DOCUMENT SECTION:

==================================================

Note that this deployment is using the same mountPath
as in your example`.
If I bring up this environment, I can see that the database initialization script was executed correctly. The people
table exists and has the expected data:
$ kubtectl exec -it deploy/postgresql -- psql -U example -c 'select * from people'
id | name | favorite_color
---- --------- ----------------
1 | bob | red
2 | alice | blue
3 | mallory | purple
(3 rows)
Let's make a change to the database and see what happens when we restart the pod. First, we add a new row to the table and view the updated table:
$ kubectl exec -it deploy/postgresql -- psql -U example -c "insert into people (name, favorite_color) values ('carol', 'green')"
INSERT 0 1
$ kubectl exec -it deploy/postgresql -- psql -U example -c 'select * from people'
id | name | favorite_color
---- --------- ----------------
1 | bob | red
2 | alice | blue
3 | mallory | purple
4 | carol | green
(4 rows)
Now we restart the database pod:
$ kubectl rollout restart deployment/postgresql
And finally check if our changes survived the restart:
$ kubectl exec -it deploy/postgresql -- psql -U example -c 'select * from people' id | name | favorite_color
---- --------- ----------------
1 | bob | red
2 | alice | blue
3 | mallory | purple
(3 rows)

==================================================

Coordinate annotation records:

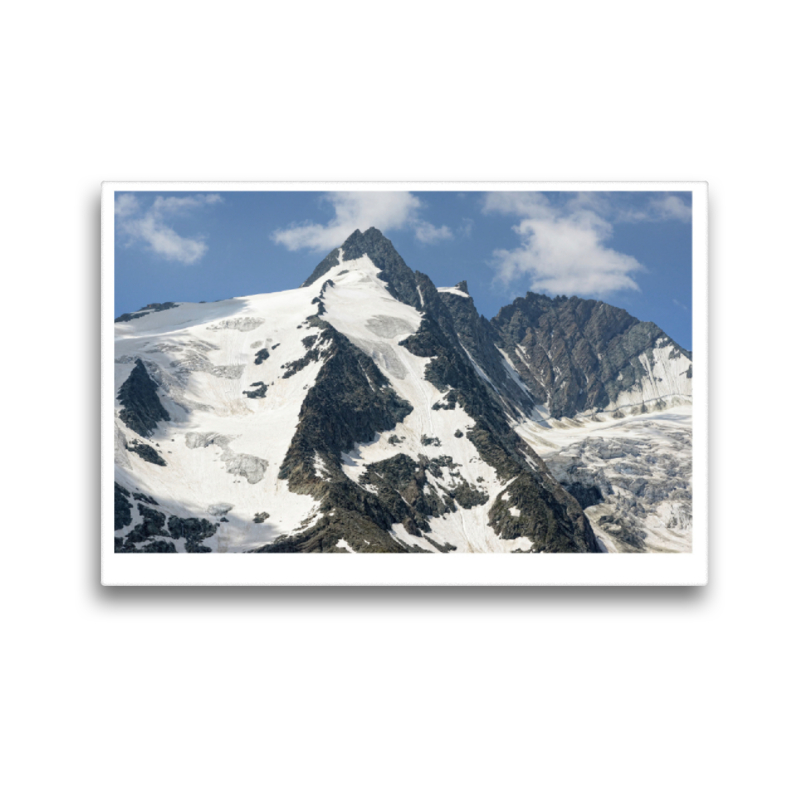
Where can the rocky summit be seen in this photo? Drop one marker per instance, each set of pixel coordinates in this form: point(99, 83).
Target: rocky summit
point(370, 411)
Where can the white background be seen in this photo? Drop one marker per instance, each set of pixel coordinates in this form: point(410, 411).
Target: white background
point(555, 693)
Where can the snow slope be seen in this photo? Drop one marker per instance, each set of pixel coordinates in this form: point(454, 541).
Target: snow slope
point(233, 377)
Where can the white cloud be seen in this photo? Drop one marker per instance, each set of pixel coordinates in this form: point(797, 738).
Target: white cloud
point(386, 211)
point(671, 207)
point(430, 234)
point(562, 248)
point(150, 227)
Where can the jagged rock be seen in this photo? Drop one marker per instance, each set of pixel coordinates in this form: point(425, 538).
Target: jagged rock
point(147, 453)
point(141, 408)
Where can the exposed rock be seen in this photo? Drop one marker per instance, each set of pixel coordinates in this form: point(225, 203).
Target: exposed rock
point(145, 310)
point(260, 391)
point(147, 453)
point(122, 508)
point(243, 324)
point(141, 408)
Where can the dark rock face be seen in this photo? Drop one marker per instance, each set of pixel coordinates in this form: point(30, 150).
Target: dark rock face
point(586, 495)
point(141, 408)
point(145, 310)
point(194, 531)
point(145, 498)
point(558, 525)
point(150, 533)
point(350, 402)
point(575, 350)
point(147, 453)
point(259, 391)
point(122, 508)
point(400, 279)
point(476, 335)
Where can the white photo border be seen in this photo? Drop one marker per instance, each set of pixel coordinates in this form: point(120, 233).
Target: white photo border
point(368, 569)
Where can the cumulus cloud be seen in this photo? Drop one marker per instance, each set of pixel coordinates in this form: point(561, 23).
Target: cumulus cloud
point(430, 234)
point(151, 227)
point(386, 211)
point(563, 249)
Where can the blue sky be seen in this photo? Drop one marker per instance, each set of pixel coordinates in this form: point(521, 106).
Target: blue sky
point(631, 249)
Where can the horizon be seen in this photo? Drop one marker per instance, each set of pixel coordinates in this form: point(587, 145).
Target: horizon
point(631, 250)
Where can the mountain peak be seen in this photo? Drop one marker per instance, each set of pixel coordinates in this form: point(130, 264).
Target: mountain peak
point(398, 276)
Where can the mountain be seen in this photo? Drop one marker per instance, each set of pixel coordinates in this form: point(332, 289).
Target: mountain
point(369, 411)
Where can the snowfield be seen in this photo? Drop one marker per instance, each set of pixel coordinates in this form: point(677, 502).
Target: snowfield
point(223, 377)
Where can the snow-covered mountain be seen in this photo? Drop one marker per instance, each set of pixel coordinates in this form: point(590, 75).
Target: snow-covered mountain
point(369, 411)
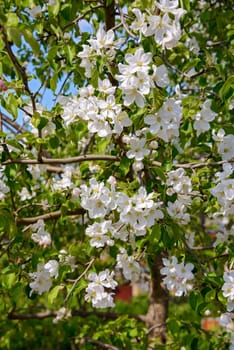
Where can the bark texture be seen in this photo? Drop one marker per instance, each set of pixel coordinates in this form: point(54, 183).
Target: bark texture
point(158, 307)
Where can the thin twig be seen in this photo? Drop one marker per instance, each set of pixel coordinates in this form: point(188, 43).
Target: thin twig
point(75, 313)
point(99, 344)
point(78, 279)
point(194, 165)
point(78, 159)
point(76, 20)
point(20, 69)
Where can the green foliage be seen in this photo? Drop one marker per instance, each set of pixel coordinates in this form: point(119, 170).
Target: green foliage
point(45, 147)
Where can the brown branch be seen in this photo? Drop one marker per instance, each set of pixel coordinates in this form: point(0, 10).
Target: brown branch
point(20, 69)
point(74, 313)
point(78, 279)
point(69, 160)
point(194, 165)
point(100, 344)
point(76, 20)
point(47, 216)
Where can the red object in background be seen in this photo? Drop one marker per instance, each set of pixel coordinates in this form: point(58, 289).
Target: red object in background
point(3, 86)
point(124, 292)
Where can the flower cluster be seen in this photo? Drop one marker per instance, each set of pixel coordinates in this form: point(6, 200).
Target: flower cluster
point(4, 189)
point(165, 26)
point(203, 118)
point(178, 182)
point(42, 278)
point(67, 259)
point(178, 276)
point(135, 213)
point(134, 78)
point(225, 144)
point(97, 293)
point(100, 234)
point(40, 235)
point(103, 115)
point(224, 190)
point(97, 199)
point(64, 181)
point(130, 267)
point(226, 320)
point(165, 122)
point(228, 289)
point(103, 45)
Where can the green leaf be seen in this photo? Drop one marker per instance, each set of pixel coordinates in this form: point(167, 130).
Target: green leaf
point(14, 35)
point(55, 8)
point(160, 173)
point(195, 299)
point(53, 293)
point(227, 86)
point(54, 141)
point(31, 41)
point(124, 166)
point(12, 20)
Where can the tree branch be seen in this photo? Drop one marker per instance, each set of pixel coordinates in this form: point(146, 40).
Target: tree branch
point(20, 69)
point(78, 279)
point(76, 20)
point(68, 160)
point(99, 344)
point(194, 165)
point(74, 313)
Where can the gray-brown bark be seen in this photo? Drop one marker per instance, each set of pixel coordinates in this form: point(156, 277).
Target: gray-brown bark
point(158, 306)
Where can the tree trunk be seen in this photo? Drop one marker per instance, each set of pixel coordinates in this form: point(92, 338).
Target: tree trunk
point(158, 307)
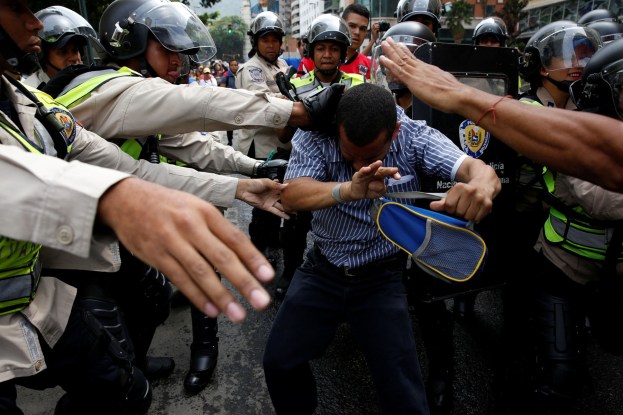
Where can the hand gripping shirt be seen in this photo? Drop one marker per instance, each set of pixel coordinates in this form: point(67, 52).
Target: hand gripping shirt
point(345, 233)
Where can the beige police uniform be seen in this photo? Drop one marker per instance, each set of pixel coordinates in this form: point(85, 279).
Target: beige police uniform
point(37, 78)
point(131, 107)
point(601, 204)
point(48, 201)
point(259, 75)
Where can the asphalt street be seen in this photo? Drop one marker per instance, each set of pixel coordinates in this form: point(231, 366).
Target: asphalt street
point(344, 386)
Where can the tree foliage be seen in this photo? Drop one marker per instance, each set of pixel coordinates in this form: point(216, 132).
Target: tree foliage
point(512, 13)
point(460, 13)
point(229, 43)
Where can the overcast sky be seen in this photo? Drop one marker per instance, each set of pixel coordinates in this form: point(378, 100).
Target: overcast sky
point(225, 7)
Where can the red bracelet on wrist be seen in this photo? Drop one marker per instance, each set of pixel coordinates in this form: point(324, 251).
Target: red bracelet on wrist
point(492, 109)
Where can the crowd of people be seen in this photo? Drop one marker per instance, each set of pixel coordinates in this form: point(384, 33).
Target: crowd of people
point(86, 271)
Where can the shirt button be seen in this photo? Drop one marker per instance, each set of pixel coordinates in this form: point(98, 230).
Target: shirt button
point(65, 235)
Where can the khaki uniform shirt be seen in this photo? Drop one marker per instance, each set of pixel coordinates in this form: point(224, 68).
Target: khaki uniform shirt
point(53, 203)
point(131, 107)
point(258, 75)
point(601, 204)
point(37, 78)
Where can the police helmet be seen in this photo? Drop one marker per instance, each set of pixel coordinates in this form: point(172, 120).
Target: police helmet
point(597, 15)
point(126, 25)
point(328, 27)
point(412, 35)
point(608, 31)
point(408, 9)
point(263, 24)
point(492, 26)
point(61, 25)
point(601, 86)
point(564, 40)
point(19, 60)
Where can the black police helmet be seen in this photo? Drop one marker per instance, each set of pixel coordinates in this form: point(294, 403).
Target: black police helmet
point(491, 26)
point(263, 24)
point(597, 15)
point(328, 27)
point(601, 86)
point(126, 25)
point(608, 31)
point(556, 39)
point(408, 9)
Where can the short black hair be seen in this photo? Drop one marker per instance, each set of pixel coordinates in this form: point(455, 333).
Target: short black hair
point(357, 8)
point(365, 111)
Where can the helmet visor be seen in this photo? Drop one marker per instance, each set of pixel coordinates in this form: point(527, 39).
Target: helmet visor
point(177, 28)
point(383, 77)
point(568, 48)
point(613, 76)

==================================================

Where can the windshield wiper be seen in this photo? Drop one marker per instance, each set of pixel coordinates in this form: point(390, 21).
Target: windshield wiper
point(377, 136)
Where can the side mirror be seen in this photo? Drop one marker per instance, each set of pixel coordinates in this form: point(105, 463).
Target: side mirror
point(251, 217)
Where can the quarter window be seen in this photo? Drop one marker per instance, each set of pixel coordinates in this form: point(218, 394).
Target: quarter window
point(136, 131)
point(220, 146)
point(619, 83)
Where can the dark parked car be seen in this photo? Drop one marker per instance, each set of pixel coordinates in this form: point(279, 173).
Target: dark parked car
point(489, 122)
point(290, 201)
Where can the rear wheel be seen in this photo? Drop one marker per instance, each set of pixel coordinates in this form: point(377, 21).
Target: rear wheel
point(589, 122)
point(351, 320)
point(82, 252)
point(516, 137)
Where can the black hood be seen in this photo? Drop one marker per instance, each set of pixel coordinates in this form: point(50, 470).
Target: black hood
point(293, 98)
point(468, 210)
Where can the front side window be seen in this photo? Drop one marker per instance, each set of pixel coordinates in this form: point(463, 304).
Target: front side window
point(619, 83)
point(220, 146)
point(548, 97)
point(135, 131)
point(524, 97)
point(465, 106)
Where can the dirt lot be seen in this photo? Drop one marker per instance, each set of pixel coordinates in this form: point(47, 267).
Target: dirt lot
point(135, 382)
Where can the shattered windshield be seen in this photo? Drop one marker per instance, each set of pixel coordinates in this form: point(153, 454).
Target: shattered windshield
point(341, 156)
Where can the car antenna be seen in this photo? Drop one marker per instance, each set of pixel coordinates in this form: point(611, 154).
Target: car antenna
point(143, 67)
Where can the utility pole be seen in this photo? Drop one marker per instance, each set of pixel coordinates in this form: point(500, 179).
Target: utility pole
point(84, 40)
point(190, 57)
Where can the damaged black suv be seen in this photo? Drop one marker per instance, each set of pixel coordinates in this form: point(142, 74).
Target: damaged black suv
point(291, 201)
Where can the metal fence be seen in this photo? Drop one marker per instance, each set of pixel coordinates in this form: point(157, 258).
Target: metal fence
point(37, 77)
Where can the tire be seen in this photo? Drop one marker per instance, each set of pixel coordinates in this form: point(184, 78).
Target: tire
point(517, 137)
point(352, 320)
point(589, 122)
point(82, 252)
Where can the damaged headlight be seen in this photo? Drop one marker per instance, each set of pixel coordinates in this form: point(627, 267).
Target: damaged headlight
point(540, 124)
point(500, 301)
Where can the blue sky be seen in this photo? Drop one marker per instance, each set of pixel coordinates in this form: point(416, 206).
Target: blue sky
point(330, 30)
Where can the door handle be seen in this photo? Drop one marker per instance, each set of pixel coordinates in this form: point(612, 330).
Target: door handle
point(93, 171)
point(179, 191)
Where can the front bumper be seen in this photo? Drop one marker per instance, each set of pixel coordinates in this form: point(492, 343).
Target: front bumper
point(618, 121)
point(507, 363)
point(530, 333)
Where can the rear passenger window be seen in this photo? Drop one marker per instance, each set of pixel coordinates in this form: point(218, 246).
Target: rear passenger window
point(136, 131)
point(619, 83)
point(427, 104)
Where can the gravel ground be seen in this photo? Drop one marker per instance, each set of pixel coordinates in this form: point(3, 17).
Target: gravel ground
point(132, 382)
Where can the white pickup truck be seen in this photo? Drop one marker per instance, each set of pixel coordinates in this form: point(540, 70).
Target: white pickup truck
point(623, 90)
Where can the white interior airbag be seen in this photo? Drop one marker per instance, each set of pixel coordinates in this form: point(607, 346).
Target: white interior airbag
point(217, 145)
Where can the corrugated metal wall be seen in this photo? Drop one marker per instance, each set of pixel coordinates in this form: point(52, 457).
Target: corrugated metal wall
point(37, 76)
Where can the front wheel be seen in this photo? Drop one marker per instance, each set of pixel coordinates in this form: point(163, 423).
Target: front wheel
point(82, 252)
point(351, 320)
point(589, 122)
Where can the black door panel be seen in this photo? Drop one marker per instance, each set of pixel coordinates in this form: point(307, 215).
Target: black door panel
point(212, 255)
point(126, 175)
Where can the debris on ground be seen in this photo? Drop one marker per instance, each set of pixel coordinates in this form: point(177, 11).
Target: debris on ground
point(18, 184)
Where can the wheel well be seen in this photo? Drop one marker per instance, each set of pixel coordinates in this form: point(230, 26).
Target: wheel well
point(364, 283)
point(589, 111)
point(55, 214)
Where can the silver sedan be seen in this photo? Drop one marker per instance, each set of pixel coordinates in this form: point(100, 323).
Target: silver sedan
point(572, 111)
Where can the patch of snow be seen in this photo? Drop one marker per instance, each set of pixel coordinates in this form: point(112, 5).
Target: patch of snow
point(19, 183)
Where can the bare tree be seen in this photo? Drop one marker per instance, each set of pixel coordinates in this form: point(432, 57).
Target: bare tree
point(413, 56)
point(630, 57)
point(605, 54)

==================================================

BRIEF: Translate into Spanish this sentence from the database restart walkthrough: "Let's make a change to the database and see what happens when we restart the pod." Work from the text alone.

TASK RESPONSE: Hagamos un cambio en la base de datos y veamos qué sucede cuando reiniciamos el pod.